§ What you need to do
Every line containing the word "cabinet" is to be copied from the data below.

§ Material provided
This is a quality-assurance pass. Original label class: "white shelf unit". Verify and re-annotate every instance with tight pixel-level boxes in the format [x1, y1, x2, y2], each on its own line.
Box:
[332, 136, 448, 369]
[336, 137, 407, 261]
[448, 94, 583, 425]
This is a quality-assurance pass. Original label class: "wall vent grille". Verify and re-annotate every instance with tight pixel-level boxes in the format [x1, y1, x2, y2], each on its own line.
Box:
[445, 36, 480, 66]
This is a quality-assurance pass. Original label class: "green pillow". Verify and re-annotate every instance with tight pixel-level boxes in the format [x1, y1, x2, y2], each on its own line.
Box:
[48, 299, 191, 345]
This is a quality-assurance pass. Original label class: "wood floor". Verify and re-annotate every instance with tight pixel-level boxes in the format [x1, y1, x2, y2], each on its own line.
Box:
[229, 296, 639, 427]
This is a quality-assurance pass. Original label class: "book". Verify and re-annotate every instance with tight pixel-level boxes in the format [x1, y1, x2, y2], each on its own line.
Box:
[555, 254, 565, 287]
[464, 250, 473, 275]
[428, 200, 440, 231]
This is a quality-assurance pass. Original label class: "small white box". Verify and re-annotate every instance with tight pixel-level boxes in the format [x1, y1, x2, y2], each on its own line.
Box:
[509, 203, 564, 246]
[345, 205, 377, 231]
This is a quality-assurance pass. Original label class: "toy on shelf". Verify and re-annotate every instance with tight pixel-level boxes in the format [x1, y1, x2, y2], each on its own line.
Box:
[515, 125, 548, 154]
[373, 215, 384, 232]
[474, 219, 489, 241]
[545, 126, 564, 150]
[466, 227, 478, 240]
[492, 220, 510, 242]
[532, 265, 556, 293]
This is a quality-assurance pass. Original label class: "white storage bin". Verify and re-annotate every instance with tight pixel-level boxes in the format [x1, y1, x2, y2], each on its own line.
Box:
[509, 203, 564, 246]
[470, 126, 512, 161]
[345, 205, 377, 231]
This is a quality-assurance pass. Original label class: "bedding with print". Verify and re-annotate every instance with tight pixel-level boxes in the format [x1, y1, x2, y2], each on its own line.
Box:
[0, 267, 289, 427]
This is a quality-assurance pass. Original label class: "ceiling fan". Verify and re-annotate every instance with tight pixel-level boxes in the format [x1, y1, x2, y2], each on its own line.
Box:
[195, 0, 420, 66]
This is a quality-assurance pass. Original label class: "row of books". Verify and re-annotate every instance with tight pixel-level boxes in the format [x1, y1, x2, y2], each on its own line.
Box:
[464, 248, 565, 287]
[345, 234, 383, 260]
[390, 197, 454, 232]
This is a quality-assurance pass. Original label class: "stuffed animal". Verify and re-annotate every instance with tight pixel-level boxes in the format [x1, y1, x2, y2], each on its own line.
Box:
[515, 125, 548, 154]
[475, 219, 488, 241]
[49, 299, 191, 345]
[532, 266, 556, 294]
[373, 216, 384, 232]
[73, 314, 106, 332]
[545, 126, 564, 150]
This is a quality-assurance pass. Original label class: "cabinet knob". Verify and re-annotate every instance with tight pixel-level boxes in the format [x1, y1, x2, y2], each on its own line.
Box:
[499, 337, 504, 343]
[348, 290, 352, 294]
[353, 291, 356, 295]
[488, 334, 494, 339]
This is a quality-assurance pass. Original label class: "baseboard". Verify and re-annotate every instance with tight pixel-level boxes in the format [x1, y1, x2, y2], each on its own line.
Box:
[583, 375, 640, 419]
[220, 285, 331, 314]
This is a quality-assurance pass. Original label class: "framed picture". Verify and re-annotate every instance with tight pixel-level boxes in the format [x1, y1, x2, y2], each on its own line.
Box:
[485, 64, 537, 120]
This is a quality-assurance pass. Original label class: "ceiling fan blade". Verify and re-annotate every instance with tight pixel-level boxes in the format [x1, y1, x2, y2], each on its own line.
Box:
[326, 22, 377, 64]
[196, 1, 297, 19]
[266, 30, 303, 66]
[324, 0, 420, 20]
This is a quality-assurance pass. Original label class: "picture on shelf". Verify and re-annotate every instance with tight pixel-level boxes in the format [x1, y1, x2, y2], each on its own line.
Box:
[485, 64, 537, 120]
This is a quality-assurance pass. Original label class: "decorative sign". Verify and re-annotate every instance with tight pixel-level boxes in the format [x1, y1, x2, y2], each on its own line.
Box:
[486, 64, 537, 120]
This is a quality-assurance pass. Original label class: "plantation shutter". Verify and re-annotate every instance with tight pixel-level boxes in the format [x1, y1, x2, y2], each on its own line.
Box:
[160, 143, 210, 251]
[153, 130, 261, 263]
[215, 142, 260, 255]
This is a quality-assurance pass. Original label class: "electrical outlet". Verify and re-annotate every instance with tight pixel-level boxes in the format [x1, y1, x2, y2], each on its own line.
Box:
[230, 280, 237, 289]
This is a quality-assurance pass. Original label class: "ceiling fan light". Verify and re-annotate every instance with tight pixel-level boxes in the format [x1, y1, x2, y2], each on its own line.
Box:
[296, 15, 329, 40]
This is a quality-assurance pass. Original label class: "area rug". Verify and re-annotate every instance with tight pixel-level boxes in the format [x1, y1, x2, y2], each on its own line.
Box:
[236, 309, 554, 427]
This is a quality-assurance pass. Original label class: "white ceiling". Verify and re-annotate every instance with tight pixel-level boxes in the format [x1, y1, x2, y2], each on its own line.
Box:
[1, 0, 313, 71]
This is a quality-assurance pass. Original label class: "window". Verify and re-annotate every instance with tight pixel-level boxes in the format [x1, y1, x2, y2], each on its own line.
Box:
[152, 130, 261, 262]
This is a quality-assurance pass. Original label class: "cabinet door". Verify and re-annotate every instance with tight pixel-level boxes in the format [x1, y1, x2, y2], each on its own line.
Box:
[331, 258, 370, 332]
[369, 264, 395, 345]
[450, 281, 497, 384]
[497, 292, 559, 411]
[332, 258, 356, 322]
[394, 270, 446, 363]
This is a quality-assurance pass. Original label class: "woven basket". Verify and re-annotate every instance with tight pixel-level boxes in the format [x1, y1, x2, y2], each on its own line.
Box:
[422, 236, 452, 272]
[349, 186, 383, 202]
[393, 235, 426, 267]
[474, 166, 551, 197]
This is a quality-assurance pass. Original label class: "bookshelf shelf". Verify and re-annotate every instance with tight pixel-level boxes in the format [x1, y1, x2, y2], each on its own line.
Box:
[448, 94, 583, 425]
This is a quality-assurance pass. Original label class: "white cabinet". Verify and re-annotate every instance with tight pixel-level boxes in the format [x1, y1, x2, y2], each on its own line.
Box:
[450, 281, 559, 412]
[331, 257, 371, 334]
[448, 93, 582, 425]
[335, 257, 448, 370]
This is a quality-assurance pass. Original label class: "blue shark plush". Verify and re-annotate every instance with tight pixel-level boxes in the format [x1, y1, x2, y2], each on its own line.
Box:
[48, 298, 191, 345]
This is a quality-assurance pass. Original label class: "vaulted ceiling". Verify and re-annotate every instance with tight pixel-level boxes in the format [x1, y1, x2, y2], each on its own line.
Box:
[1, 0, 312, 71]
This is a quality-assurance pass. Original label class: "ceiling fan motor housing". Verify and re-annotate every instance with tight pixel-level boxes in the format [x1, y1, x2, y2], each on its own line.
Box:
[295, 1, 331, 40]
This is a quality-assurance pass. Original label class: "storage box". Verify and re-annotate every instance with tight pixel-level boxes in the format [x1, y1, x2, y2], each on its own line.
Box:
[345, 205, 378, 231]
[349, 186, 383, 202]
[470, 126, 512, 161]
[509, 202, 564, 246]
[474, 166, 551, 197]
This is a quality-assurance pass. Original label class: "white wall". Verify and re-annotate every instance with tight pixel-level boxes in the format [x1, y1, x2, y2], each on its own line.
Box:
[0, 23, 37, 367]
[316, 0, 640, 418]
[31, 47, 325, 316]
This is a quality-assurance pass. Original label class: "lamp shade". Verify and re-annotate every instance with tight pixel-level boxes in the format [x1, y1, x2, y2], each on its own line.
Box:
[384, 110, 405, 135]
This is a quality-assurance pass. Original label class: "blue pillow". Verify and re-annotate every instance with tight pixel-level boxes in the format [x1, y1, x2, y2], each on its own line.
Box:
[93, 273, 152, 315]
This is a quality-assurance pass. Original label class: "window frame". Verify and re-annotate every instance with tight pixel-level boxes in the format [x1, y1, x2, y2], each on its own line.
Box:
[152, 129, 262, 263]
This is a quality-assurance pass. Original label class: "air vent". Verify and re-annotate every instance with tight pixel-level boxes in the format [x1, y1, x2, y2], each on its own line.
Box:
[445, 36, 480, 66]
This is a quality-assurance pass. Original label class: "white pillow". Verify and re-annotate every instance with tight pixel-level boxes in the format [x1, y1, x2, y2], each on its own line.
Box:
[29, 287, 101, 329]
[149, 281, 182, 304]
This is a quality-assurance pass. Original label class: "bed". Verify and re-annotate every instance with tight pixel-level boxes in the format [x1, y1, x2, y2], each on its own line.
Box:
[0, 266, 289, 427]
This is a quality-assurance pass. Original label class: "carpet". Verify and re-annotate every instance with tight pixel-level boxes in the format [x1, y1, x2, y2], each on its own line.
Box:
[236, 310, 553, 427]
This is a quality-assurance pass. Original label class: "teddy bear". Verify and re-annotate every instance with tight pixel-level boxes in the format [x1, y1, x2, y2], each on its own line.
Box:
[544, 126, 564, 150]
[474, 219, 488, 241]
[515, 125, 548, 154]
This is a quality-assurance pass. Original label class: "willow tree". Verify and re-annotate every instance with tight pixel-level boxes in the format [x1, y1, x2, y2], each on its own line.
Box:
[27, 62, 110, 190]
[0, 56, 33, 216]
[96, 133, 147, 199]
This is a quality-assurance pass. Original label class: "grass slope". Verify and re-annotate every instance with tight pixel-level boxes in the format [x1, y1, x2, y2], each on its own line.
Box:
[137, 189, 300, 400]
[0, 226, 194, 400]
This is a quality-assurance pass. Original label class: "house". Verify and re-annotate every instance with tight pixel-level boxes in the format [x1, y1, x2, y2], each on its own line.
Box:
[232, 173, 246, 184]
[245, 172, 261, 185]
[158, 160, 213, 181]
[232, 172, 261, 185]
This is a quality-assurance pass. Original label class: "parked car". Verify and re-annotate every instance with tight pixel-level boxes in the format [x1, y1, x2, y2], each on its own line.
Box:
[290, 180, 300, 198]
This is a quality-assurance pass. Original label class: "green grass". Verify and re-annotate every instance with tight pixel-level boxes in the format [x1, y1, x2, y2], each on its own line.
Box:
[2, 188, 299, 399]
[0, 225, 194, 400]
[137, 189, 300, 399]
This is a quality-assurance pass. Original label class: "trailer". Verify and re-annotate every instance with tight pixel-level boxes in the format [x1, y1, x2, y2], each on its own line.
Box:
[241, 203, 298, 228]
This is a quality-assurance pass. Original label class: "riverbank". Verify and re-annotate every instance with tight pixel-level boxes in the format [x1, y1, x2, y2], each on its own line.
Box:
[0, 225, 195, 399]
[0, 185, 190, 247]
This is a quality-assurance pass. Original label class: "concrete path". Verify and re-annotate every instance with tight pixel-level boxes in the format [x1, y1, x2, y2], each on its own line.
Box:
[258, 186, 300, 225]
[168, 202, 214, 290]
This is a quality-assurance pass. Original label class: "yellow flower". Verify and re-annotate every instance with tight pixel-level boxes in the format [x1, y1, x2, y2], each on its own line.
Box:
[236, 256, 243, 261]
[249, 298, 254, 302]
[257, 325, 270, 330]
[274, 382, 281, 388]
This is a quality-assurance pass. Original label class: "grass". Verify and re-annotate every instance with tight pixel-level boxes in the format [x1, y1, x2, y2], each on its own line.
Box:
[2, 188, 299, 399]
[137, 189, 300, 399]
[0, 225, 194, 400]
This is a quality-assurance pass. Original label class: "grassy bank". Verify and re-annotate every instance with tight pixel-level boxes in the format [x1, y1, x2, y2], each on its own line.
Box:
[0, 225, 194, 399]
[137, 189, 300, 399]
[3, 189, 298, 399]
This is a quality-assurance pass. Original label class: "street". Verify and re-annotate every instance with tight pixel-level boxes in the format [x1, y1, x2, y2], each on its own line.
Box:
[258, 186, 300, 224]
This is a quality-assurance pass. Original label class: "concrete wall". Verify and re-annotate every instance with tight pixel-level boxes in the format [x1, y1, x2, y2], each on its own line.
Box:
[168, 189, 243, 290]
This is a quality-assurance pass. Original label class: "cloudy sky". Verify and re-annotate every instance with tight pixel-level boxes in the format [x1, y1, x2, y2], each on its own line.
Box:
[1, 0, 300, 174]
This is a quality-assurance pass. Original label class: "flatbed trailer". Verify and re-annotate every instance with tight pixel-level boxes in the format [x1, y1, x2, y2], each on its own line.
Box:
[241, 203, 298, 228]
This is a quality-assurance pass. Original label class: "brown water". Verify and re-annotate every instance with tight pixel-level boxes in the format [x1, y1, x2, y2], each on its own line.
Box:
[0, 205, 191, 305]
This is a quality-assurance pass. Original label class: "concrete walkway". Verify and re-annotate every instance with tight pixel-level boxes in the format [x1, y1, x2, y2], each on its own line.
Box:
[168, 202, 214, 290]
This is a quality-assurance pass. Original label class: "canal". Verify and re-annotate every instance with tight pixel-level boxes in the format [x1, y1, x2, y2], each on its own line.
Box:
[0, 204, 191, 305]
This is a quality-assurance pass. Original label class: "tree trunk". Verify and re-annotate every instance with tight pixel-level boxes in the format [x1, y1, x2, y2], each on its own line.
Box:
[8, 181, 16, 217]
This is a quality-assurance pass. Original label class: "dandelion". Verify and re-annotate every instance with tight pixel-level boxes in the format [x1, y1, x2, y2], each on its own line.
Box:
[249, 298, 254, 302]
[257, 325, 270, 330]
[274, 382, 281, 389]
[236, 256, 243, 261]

§ Output of the exercise
This is a quality-assurance pass. Original label class: "cabinet knob". Verify and re-annotate every instance with tight pixel-level boxes in the format [x1, y1, x2, y2], each on its own line.
This is a quality-assurance pass. Original label class: "cabinet door". Verify and re-annotate every instance with tight pixel-level boxes in the format [x1, y1, x2, y2], each on its own line.
This is a quality-assurance pass. Original label class: "white cabinet". Verify and re-annotate every instance with tight pixel-level boxes in the format [x1, y1, x2, y2], each on its own line.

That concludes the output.